-- Reading passage --

╭──

Showing posts with label Venue Cymru. Show all posts
Showing posts with label Venue Cymru. Show all posts

Wednesday, March 08, 2017

REVIEW: Ghost: The Musical (Venue Cymru, Llandudno)


Live every day as if it were your last - that's the message to take away from Bruce Joel Rubin's Oscar-winning screenplay for the 1990 film, on which this Bill Kenwright Productions stage musical is based. The original film starred Man of the Moment Patrick Swayze and Soon-To-Be Woman of the Moment Demi Moore and became the highest-grossing film that year, scooping five Oscar nominations (winning two of them) and four Golden Globe nominations. It was a phenomenon.

Twenty-one years later it was rejuvenated for a stage musical version, with new songs added by Eurythmics maestro Dave Stewart and veteran songwriter Glen Ballard (he's good - he co-wrote Michael Jackson's Man in the Mirror). This Kenwright production is enhanced even further, with an improved story and different songs.

Rubin's original story is an undisputed classic, it's one everybody remembers and loves. At the start of the show, Molly and Sam are head over heels in love, so we know straight away that something bad is going to happen, and it does. Sam is shot and killed by a street robber, leaving heartbroken Molly alone and vulnerable. But for all the proclamations of love and devotion in the early scenes, it's only when Sam's shot dead that the show comes truly alive as his ghost hangs around in order to protect Molly from ongoing dangers.

Friday, November 04, 2016

Rambert Autumn 2016 (Venue Cymru, Llandudno)

A Linha Curva

For Rambert's 90th birthday year, the company has put together a typically varied, colourful and challenging repertoire of dances which differ according to which venue you see them in, and for their visit to the North Wales coast the company chose three pieces of suitable contrasts.

First up was Mark Baldwin's Dark Arteries, an occasionally frenetic but always energetic piece accompanied by Tredegar Town Band. Matching contemporary dance with a brass band soundtrack might be seen as unconventional, and this eccentricity is carried through into both the score and the choreography.

Tuesday, July 19, 2016

Preview of Llawn04 Llandudno Arts Weekend


Llandudno Art Festival – Llawn04 – returns this September, a whole weekend of free events along the promenade and across various venues and spaces in the North Wales seaside resort.

There'll be performance, street games, music, robot-making, dance, visual art, film and the unexpected, all inspired by this year's theme of Hide/ Seek.

It opens with a few treats on Friday, September 23rd and then there's a weekend full of events on Saturday 24th and Sunday 25th. Days and exact timings will be announced in August, but for now you can browse all the activity that will be coming and start to plan what you'd like to see.

Saturday, February 13, 2016

National Dance Company Wales Spring 2016 (Venue Cymru, Llandudno)

╰──

-- Working data --
╭──

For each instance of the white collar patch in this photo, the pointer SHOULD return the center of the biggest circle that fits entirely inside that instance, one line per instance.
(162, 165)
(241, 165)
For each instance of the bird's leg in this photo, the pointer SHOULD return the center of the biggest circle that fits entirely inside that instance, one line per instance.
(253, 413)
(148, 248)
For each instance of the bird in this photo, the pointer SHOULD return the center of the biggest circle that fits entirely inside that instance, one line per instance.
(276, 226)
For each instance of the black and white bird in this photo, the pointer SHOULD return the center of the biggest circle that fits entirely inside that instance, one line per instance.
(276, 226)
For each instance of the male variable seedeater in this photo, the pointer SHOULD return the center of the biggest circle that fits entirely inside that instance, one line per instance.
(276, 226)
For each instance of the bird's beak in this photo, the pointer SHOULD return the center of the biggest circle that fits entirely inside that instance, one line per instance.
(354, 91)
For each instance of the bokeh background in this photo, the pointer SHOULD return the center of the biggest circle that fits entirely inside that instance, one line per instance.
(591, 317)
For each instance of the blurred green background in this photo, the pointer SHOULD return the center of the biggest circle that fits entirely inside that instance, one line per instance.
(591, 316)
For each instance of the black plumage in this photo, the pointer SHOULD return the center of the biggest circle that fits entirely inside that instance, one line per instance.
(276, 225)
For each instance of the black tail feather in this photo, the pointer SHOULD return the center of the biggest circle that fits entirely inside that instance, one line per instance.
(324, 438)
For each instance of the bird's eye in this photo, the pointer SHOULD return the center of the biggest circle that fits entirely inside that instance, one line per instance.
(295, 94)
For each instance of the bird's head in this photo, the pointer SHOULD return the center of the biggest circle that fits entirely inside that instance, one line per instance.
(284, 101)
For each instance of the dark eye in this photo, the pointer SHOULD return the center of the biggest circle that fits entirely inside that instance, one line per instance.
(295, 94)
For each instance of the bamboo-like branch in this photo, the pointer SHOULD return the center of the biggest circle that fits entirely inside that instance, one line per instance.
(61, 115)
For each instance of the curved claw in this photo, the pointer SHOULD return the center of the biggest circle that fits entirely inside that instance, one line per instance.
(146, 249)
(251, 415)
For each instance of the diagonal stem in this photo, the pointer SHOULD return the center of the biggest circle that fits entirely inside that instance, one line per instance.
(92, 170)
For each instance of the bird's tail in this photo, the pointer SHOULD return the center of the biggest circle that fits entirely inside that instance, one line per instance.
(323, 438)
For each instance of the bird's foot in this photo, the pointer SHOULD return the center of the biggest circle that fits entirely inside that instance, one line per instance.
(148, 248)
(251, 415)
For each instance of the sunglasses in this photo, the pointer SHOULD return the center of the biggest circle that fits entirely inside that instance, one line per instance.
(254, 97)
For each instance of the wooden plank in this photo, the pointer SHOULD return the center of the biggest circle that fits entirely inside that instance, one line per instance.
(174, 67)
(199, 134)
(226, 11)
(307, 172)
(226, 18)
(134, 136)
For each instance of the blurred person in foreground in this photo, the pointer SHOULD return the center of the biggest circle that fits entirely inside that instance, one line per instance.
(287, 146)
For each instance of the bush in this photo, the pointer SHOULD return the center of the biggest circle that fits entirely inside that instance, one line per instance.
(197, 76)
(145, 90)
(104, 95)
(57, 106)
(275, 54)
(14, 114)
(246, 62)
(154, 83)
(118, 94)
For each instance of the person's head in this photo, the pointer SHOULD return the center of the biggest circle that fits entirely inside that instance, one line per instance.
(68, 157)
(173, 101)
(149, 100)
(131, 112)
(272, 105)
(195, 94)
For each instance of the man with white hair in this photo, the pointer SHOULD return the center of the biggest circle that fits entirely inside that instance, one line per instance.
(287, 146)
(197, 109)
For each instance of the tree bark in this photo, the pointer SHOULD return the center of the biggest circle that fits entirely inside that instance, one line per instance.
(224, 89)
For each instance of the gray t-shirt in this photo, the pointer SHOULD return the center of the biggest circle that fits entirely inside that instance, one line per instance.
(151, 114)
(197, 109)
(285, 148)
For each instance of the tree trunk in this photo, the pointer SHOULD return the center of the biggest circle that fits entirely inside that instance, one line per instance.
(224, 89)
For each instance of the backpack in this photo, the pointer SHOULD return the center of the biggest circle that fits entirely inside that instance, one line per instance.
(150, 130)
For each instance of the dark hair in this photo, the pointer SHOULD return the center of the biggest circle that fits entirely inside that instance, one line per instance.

╰──

-- Tasks --
- a) Pick out and copy each row that contains the word "white". Case counts.
- b) Write the next part of the Venue Cymru arts blog page, starting after its final heading.
The rows are unrelated to the arts blog page.

-- Answers --
- a)
For each instance of the white collar patch in this photo, the pointer SHOULD return the center of the biggest circle that fits entirely inside that instance, one line per instance.
For each instance of the black and white bird in this photo, the pointer SHOULD return the center of the biggest circle that fits entirely inside that instance, one line per instance.
For each instance of the man with white hair in this photo, the pointer SHOULD return the center of the biggest circle that fits entirely inside that instance, one line per instance.

- b)
Folk

It was a night with the National Dance Company of Wales. I expected contemporary dance - and I got contemporary dance - but what I didn't expect was to find myself at a rock concert!

That's the mood and atmosphere choreographer Jeroen Verbruggen wanted for his new piece A Mighty Wind, the second of three presentations at Venue Cymru from NDC Wales's Spring tour. And it's really quite exhilarating. To a soundtrack of stadium rock anthems, the dancers let rip, cavorting and moshing and headbanging their way around the stage as if they were at the V Festival, not a provincial seaside theatre.

Thursday, November 12, 2015

Land of Our Fathers (Venue Cymru, Llandudno)


Land of Our Fathers is set on Thursday, May 3rd, 1979. Or rather, the story begins on that day. It's more accurate to say that Land of Our Fathers is set throughout May 1979, because the protagonists are six South Walian coal miners trapped hundreds of feet beneath ground following a colliery accident. It's a chamber piece boasting a bland but beautifully realised set (well done Signe Beckman) and six wonderfully written characters. But is the story strong enough to hold the attention for two and a half hours?

A play this long needs to have enough twists and turns to really demand the attention of the audience, and indeed Land of Our Fathers does have its fair share of soapy revelations and melodrama. I'm not altogether sure what does happen warrants such a taxing duration; it could have been shorter without much damage to the plot. Some might say the play is as much an endurance test for those watching as being trapped beneath ground for days on end is for the miners. That's one way of looking at it. But to be honest, the audience is not trapped down a mine and might appreciate a little more brevity.

Friday, October 09, 2015

Dirty Dancing (Venue Cymru, Llandudno)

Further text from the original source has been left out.